**FRAGMENTO PROPORCIONADO**:
########

Desde que el granjero descubrió el silencioso delito ecológico que se cometía allí podría tornarse irreversible, decidió no ser cómplice del envenenamiento. Sigue el modelo de alguien que hace 160 años, luego de salir de la cárcel por negarse a pagar un impuesto del gobierno norteamericano para financiar la guerra con México, escribió Sobre la desobediencia civil. Henry Thoreau planteó que “si el mandato de la ley fuera de tal carácter que quisieran obligarnos a cometer una injusticia contra uno de nuestros semejantes, entonces mi opinión es que se quebrante la ley. Gastemos si es necesario nuestra vida hasta conseguir detenerla. Porque lo que tengo que hacer, en todo caso, es no servir de instrumento para que se cometa una injusticia que yo condeno”.

La ecoaldea

Alguien aplaude y corre la voz para que los demás aplaudan. Una futura antropóloga, que estuvo entre los fundadores, mira al extraño y le aclara que es para llamar a los demás para recibir la luna nueva, según dicta el calendario maya. La ronda se hace alrededor de una fogata armada sobre un enorme rectángulo de concreto con columnas de hormigón, hundido entre el bosque y el pantano. Debajo hay agua y mucha vegetación, tanta que se eleva por algunos huecos en el cemento y forma pequeños oasis con plantas que superan en altura a las columnas. Hay un círculo con tres esferas pintadas en algunos carteles y que simbolizan la bandera de la paz. Es el centro cívico de Velatropa.

########

**DESAFÍO 1**:
Responde estas preguntas con la información del fragmento proporcionado.
(a) ¿Qué impuesto se negó a pagar Henry Thoreau?
(b) Según la futura antropóloga, ¿para qué se aplaude?
(c) ¿Qué simboliza el círculo con tres esferas pintado en algunos carteles?
**DESAFÍO 2**:
Traduce al inglés esta oración del fragmento proporcionado: "Debajo hay agua y mucha vegetación, tanta que se eleva por algunos huecos en el cemento y forma pequeños oasis con plantas que superan en altura a las columnas".

########

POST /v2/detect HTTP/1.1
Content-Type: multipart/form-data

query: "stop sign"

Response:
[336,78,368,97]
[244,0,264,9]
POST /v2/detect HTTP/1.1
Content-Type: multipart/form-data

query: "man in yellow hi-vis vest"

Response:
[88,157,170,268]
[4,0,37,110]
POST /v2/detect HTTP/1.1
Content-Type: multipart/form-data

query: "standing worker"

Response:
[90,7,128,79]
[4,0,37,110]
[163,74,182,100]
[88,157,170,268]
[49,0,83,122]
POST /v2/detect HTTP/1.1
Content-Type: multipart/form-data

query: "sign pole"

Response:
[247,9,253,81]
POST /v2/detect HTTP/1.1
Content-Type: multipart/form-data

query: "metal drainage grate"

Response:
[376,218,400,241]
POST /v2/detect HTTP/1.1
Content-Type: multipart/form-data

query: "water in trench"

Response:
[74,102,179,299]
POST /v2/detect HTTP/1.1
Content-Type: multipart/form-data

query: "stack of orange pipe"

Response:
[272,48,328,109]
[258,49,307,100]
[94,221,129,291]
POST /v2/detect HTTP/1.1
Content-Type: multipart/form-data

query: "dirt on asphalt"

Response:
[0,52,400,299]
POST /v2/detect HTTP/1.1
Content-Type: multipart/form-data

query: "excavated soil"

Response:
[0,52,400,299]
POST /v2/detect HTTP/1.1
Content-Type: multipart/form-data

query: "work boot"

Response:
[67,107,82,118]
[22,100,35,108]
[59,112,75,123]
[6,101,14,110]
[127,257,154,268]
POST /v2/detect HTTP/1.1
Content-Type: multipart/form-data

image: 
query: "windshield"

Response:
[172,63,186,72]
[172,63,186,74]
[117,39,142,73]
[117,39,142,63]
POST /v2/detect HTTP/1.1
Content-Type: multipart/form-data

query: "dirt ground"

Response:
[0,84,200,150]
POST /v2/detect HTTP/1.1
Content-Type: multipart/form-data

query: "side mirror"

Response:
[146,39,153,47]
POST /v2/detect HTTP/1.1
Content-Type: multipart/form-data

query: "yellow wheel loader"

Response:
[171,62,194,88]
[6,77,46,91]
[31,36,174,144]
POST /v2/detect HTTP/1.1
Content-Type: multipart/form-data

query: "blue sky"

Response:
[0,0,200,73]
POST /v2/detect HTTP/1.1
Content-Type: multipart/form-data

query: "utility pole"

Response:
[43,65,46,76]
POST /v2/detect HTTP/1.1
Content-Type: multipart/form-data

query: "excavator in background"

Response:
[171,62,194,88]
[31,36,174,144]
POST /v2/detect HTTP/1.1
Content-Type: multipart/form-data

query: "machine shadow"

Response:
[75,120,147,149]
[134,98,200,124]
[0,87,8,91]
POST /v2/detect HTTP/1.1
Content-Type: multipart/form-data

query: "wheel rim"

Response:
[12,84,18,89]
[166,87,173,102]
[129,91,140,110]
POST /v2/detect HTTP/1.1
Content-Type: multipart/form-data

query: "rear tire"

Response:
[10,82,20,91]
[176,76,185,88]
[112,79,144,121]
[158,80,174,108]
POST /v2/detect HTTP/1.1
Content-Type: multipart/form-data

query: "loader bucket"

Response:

########

**SOLUCIÓN DEL EJERCICIO 1**:
(a) Un impuesto del gobierno norteamericano para financiar la guerra con México.
(b) Para llamar a los demás a recibir la luna nueva, según dicta el calendario maya.
(c) La bandera de la paz.

**SOLUCIÓN DEL EJERCICIO 2**:
Underneath there is water and a great deal of vegetation, so much that it rises through some holes in the cement and forms small oases with plants that are taller than the columns.